**What the exercise asks:**
Print nothing but the lines below starting at the line that holds "of the yellow" and ending at the line that holds "of the fallen", including both, each exactly as written.

**Material for this task:**
----

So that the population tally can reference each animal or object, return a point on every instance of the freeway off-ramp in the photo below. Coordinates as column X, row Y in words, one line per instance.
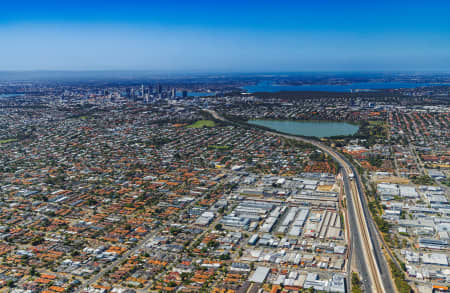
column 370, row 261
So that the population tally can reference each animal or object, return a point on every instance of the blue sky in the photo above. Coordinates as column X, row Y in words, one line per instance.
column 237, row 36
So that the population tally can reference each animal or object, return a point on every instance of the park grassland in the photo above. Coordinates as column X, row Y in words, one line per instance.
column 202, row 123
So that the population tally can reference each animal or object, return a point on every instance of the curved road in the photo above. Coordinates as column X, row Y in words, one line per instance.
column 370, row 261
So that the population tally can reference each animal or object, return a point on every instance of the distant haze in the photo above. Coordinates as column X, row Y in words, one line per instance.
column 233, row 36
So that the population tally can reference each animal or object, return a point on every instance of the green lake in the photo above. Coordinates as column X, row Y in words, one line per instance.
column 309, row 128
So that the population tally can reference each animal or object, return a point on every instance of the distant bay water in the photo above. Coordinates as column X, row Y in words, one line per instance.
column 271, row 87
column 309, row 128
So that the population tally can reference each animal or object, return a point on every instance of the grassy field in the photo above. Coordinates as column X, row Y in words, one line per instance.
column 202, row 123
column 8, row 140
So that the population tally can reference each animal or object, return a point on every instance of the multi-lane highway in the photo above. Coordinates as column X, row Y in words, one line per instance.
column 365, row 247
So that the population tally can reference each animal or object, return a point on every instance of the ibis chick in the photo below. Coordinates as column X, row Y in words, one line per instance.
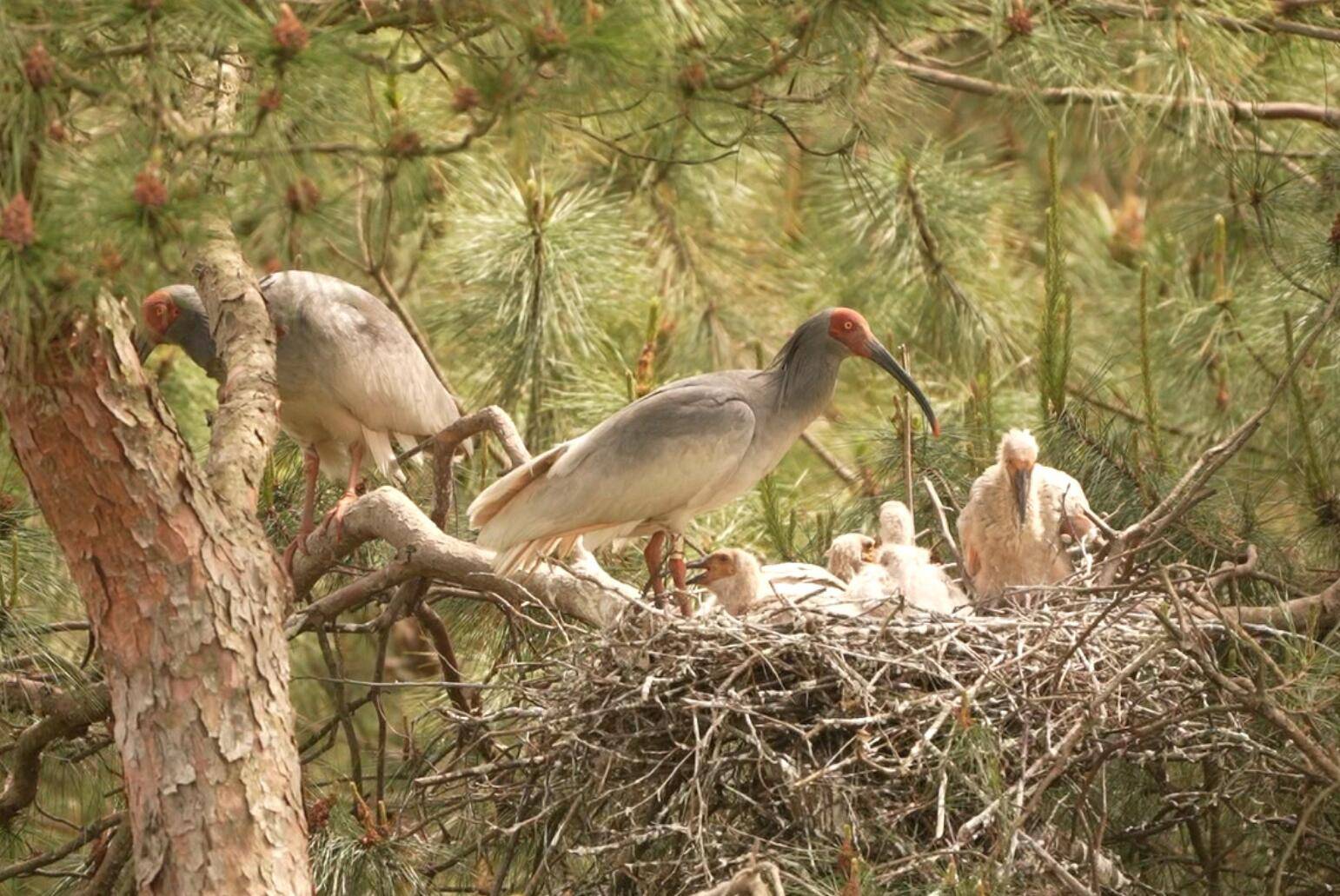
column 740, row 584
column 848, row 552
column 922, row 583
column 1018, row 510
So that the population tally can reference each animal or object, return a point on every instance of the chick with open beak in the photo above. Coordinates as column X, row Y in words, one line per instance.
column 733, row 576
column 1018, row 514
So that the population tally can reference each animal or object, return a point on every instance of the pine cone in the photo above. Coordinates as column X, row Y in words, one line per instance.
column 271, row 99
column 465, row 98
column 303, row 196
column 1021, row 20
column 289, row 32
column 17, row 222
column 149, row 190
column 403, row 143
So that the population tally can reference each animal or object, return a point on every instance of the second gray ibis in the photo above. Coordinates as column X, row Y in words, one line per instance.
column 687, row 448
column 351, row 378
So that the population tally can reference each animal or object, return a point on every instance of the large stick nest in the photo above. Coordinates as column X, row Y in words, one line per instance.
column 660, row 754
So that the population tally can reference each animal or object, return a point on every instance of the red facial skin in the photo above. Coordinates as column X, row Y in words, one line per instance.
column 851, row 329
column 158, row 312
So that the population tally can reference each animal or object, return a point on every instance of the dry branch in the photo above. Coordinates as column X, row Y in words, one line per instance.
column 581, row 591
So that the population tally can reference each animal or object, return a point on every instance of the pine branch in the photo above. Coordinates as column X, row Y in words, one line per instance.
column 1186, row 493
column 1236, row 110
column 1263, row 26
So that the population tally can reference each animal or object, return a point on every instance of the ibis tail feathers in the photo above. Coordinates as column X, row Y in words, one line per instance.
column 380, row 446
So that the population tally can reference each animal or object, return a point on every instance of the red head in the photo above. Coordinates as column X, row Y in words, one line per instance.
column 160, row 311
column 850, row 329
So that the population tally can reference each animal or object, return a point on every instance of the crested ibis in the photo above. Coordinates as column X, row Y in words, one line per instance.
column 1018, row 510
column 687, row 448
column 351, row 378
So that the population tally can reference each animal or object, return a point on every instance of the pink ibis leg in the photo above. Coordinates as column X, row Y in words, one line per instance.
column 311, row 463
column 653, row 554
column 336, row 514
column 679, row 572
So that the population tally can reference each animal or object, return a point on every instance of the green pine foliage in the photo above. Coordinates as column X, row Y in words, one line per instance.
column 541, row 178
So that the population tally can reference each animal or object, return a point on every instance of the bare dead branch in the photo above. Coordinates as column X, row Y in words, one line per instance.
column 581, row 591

----

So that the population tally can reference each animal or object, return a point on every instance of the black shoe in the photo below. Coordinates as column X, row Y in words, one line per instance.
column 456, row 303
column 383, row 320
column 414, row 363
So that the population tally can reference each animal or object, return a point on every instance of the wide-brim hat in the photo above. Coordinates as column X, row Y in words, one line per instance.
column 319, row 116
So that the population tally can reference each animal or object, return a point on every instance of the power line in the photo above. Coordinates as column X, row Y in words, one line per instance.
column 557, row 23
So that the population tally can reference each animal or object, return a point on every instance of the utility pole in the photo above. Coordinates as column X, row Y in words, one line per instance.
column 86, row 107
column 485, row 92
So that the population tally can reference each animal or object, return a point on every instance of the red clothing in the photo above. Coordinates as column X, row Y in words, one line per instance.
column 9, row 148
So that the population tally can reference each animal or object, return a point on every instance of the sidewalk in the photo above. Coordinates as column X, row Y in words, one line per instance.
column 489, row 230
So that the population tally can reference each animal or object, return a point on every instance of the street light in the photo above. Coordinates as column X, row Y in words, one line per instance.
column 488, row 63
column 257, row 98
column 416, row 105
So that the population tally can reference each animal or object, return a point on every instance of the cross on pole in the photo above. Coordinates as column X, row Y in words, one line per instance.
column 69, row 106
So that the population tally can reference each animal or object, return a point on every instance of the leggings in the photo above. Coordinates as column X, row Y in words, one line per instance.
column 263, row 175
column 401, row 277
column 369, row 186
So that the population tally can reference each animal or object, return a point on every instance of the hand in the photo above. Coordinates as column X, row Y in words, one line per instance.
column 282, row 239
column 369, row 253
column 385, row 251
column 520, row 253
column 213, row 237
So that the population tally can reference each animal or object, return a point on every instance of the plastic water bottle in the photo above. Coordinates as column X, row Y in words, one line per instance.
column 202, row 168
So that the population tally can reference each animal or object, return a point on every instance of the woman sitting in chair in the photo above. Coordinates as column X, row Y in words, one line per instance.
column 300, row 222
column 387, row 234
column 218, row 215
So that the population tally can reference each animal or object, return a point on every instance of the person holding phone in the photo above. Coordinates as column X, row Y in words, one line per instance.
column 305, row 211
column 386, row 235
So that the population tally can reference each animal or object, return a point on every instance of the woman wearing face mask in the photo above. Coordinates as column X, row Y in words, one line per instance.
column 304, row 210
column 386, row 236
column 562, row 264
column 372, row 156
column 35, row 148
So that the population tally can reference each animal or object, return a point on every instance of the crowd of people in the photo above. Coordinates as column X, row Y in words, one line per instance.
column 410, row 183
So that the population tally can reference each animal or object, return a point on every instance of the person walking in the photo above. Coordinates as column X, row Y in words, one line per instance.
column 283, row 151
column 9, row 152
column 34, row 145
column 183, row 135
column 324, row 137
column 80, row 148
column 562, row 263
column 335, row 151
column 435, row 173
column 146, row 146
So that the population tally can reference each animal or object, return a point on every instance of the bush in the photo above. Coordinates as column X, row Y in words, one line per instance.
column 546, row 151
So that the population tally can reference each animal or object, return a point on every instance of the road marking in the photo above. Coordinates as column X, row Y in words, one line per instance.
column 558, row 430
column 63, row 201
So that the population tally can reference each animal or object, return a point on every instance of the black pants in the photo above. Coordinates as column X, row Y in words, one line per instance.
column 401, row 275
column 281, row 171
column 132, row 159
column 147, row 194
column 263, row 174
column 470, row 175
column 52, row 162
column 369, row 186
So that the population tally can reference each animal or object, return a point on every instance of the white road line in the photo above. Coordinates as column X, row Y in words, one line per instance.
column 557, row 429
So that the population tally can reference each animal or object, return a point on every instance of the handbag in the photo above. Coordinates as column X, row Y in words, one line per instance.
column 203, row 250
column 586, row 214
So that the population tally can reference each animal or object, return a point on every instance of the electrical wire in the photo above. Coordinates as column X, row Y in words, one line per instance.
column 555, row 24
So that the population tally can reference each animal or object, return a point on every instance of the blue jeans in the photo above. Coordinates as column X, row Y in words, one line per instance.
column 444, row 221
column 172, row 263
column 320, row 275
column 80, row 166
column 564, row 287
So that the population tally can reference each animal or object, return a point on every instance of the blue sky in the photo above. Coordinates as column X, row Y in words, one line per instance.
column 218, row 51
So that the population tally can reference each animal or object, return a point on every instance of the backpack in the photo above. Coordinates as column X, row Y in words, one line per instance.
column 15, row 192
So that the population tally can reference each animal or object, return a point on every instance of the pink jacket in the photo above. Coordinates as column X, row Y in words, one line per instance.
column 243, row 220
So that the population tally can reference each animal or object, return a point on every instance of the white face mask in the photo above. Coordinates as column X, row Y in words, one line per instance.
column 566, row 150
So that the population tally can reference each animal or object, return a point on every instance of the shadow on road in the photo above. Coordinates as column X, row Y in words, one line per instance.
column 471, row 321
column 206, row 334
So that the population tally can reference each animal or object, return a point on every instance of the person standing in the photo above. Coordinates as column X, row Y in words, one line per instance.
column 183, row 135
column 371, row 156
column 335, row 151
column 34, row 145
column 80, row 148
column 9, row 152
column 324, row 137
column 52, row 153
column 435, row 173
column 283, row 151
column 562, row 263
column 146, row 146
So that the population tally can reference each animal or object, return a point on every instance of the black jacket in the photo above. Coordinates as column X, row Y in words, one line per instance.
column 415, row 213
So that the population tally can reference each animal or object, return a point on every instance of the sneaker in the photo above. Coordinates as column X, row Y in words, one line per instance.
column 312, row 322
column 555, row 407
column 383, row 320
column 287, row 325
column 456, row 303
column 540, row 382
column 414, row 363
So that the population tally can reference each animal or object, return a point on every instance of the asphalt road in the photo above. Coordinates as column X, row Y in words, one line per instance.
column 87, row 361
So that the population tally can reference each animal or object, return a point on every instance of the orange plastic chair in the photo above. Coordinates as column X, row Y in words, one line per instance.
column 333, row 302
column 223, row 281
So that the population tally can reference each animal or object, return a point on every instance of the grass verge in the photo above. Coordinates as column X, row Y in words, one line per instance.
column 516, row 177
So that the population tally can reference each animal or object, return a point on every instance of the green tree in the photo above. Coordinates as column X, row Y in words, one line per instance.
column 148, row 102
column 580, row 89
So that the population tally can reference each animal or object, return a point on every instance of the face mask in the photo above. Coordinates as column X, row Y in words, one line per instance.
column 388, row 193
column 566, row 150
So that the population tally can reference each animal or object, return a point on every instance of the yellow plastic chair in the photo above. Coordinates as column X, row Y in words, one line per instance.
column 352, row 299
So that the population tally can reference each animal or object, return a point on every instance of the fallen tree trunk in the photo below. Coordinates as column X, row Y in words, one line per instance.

----

**Solved problem:**
So that the population tally can reference each animal or object, return a point on every instance of the yellow plastic chair in the photo above. Coordinates as column X, row Y in words, one line per instance.
column 352, row 299
So that the population tally can reference each animal or object, return a point on every instance of the fallen tree trunk in the photo below. Coordinates as column X, row Y in words, one line per instance.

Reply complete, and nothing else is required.